[SELECTED EXTRACT — start]

Kenny Vaccaro - S, Texas
(Round 1, 15th overall)
His selection puts both Roman Harper and Malcolm Jenkins on notice.
Kenny Stills - WR, Oklahoma
(Round 5, 144th overall)
Was productive in college and could emerge as a threat for playing time with a strong preseason.
Keenan Lewis - CB, Steelers
Should form a solid tandem with Jabari Greer, while likely supplanting Patrick Robinson.
Chris Ivory - RB, Jets
Showed flashes when given opportunities, but was often a forgotten man in a crowded Saints' backfield.
Devery Henderson - WR, REDSKINS
A fantasy tease for a number of years with his home run ability, the Saints finally parted ways with the inconsistent receiver.
JERMON BUSHROD - OT, Bears
Though not elite, he was effective in protecting Drew Brees' blindside.
AND THEN THERE WERE THREE…
Following the jettisoning of Chris Ivory to the Jets, the Saints' backfield picture, at first blush, appears less murky than any year in recent memory. After reclaiming his starting gig from Pierre Thomas midway through last season, former first-rounder Mark Ingram would seem to be the undisputed alpha dog in the backfield entering 2013. Yet, Ingram rushed for a mere 602 yards in 2012, averaging a pedestrian 3.9 yards per carry. Thomas, meanwhile, is coming off arguably his worst season as a pro in which he scored only two touchdowns in 15 games. However, Thomas has averaged 4.8 yards per carry over his six-year career and has typically thrived under coach Sean Payton in the passing game. Ingram should see the majority of the carries, but if he struggles, the Saints have shown no qualms about flipping the distribution. And then there's Darren Sproles, who set the NFL record for total yards in 2011 under Payton. He was somewhat of a disappointment in 2012 though, as the Saints struggled to incorporate him as effectively in the offense. With a full year off to game-plan, expect Payton to find a way to get the ball back in the dynamic Sproles' hands on a more consistent basis, particularly as a receiver.

[SELECTED EXTRACT — finish]
[MATERIAL SUPPLIED — start]

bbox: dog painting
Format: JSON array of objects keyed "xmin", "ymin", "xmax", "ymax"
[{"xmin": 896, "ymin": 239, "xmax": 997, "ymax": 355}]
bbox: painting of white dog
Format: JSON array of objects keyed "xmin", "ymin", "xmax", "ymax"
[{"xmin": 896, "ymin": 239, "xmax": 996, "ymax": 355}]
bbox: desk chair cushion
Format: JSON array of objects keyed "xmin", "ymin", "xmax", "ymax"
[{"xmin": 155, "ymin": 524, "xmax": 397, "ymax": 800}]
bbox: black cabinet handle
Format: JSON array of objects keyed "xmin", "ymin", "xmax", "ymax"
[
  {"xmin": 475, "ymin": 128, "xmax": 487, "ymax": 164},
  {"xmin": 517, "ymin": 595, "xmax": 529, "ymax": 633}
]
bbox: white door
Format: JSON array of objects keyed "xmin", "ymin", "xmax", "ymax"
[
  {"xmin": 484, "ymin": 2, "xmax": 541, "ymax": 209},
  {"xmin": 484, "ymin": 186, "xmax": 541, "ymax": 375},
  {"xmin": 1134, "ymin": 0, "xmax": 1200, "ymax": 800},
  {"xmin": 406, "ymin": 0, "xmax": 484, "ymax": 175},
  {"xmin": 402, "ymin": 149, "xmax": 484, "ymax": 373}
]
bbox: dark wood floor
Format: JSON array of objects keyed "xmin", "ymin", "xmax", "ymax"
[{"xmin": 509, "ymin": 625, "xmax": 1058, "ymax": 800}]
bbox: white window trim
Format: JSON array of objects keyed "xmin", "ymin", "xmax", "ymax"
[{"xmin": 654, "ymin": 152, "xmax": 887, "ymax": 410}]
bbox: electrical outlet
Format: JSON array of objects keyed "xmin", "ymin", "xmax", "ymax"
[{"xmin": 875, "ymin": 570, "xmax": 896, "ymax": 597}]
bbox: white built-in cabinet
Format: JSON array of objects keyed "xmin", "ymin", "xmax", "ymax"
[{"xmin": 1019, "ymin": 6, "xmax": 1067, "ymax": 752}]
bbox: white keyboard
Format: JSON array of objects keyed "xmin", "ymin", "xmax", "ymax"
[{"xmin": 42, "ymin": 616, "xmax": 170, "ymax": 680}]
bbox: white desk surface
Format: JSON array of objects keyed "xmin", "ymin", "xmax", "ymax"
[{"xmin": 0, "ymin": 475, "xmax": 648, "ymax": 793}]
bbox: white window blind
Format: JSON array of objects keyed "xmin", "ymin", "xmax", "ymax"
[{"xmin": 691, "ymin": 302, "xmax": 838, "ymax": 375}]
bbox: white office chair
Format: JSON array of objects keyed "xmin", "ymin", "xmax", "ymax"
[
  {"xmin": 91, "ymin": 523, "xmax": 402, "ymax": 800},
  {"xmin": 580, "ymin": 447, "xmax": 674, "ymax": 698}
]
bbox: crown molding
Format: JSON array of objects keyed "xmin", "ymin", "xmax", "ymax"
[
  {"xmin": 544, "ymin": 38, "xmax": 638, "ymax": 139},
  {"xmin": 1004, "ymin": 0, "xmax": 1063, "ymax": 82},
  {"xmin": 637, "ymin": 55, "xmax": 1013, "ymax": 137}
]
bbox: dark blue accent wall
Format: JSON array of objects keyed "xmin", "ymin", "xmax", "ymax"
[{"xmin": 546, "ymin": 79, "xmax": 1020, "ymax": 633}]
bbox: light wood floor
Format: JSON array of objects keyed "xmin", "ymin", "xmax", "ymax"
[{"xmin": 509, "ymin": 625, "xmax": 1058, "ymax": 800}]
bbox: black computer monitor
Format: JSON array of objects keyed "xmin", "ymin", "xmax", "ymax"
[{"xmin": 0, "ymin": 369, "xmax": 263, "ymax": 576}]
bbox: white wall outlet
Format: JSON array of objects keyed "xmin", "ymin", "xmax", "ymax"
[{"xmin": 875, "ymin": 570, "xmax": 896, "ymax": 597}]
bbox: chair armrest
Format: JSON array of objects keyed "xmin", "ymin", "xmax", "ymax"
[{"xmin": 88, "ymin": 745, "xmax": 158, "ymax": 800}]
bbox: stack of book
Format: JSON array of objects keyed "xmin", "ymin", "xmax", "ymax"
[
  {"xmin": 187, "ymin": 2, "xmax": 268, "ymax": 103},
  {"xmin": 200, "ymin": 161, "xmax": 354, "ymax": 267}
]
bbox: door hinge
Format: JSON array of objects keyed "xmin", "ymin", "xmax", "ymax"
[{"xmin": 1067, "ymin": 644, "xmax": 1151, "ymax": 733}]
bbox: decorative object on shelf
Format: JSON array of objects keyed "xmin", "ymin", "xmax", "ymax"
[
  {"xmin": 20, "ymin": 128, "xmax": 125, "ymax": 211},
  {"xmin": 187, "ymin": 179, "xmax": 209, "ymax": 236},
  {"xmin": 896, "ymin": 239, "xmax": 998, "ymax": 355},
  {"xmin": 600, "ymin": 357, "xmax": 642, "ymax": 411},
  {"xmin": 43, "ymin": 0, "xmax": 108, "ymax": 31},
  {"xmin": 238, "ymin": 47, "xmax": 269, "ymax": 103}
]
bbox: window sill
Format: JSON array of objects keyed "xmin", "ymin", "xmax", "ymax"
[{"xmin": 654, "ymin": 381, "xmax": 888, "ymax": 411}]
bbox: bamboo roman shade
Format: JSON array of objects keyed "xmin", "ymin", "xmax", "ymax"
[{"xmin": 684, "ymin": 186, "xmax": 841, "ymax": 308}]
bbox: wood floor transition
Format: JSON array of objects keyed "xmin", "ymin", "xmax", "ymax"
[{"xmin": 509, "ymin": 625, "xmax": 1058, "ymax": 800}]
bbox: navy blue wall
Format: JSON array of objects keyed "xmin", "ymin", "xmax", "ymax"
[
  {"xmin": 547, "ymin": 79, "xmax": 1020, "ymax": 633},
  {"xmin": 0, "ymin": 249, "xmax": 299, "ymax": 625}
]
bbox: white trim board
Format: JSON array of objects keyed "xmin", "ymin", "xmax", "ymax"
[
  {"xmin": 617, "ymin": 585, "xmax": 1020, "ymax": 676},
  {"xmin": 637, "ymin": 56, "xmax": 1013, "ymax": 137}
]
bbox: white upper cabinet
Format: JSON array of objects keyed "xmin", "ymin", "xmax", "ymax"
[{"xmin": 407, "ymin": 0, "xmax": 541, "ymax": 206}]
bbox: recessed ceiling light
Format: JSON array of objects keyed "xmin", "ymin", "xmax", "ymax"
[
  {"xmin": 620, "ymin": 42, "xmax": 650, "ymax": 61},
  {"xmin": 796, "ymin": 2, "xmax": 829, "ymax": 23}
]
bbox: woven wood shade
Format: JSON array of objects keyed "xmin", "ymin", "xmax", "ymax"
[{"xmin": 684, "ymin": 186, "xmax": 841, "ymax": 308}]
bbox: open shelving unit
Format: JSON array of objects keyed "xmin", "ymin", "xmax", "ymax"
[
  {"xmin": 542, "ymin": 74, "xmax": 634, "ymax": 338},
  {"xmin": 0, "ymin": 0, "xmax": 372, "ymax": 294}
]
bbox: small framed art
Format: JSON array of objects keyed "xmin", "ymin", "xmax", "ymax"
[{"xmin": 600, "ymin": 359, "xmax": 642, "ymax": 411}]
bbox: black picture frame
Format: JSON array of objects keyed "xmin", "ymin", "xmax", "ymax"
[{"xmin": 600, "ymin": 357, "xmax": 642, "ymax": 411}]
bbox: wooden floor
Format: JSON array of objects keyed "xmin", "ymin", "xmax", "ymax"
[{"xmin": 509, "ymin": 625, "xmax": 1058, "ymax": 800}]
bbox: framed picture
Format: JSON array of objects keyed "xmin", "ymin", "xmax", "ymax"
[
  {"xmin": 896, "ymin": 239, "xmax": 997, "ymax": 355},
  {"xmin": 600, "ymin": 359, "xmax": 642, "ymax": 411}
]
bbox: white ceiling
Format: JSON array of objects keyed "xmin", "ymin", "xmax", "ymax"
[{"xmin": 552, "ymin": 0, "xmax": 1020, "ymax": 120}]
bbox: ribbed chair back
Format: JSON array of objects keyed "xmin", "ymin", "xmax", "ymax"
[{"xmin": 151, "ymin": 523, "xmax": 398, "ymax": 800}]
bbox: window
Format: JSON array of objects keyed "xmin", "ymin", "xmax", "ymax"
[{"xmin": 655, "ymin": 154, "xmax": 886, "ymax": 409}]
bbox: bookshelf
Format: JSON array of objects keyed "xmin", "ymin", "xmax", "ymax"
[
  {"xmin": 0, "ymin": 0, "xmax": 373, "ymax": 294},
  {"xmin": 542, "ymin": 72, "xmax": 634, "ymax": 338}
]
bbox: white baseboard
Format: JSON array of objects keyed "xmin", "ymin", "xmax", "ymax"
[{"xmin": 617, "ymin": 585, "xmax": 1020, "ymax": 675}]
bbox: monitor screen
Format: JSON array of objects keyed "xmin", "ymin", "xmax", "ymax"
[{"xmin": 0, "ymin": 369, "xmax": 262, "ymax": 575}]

[MATERIAL SUPPLIED — finish]
[MATERIAL SUPPLIED — start]

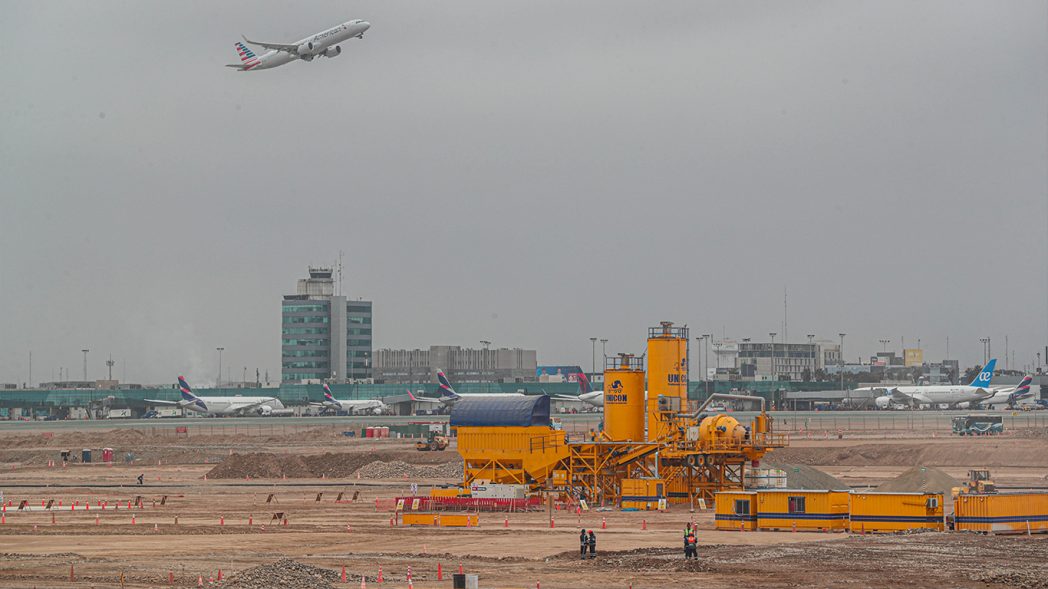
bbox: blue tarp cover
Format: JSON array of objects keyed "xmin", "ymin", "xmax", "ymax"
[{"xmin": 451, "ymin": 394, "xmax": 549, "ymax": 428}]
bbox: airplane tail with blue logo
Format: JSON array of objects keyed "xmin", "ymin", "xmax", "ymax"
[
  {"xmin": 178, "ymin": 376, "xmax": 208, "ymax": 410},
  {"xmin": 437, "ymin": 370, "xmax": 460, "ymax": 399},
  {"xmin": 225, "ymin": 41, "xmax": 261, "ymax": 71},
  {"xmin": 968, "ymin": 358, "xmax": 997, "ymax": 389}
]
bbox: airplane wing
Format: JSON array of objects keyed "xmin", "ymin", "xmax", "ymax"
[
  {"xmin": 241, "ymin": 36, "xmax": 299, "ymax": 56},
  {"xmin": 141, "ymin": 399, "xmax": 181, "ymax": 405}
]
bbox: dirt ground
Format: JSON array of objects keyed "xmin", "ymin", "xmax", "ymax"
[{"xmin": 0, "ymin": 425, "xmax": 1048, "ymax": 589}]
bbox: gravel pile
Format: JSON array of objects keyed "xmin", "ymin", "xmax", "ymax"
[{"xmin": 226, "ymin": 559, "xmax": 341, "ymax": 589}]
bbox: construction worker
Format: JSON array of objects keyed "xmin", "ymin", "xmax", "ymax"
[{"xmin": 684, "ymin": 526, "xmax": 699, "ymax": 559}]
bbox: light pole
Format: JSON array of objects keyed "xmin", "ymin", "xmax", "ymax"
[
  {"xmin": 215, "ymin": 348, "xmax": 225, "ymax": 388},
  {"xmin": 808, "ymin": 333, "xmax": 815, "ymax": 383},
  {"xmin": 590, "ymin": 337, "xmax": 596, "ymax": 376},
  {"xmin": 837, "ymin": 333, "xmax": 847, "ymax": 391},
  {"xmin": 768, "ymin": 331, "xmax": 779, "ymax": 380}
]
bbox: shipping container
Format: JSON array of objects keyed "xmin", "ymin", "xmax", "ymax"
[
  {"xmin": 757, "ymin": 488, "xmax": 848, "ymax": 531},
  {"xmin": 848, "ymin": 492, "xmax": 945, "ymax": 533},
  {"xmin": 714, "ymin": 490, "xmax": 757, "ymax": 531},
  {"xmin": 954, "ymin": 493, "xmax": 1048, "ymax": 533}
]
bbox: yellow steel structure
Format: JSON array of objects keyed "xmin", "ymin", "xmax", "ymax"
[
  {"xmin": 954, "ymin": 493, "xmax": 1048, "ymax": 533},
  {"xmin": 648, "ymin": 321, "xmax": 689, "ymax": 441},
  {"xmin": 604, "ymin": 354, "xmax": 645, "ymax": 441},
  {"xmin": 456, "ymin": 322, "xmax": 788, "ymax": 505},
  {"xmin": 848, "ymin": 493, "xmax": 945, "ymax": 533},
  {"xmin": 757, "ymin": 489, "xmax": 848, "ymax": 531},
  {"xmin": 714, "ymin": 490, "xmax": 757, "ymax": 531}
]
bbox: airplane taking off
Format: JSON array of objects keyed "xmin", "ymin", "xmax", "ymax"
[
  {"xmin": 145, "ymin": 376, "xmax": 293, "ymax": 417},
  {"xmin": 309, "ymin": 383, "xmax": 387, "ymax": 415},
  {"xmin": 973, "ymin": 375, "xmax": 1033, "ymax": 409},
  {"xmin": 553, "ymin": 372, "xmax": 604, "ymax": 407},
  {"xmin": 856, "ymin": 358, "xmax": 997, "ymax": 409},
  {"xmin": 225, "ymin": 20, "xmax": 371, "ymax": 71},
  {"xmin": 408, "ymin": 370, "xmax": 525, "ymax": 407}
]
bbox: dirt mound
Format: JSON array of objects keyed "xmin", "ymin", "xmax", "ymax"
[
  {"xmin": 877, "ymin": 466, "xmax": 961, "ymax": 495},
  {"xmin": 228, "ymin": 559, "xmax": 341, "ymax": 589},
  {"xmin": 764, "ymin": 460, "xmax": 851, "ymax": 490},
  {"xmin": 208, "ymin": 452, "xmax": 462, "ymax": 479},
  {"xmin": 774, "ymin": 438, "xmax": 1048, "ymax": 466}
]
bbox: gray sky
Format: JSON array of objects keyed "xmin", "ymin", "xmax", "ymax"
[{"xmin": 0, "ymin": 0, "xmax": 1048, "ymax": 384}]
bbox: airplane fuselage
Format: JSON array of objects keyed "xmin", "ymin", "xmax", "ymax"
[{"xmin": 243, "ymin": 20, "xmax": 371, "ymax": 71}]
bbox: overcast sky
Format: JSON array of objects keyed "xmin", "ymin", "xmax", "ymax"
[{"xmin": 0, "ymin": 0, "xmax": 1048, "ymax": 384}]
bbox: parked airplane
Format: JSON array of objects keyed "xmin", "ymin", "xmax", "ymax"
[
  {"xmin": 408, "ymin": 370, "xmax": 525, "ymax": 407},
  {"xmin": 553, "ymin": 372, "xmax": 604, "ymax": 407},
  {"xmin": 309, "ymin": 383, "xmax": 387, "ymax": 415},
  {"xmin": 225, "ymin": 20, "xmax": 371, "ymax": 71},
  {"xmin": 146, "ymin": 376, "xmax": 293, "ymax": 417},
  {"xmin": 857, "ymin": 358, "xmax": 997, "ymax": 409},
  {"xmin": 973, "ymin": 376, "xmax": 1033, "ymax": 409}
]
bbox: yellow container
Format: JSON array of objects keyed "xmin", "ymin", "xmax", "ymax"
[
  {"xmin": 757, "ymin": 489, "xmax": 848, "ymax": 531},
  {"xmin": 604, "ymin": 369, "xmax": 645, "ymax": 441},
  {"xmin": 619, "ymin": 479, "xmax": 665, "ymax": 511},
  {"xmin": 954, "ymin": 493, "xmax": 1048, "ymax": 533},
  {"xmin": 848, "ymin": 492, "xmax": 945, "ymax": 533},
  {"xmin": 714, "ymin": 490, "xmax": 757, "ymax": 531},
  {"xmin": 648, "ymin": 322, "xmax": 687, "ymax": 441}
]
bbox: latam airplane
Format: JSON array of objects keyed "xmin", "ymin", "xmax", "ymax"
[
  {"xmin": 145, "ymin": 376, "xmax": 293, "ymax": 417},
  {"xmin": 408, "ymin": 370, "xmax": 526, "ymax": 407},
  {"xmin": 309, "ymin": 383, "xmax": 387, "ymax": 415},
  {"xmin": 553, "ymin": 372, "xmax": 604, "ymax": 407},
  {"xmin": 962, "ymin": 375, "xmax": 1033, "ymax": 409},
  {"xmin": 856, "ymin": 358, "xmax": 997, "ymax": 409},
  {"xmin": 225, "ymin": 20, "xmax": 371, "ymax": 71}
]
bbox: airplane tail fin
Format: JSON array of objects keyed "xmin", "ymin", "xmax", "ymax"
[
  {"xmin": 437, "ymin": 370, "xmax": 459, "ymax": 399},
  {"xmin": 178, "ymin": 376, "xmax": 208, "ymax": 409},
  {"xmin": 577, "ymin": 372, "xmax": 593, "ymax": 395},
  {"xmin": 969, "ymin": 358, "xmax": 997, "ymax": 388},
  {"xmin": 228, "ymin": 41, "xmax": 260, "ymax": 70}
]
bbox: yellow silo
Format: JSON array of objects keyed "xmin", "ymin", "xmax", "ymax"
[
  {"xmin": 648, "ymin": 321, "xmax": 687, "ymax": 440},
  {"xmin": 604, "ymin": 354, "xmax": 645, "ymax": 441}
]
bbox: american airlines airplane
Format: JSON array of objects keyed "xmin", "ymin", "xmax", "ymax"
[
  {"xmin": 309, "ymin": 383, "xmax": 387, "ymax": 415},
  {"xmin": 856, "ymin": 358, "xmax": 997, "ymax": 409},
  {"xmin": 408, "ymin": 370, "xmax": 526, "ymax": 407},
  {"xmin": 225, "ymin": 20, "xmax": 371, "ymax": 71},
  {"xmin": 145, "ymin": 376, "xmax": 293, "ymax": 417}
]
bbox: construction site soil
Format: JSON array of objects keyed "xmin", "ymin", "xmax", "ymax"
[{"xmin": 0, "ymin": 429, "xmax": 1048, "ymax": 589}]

[MATERIAL SUPPLIED — finish]

- _EXERCISE DESCRIPTION_
According to the Saints backfield preview, how many rushing yards did Mark Ingram gain in 2012?

- _EXPECTED ANSWER_
602 yards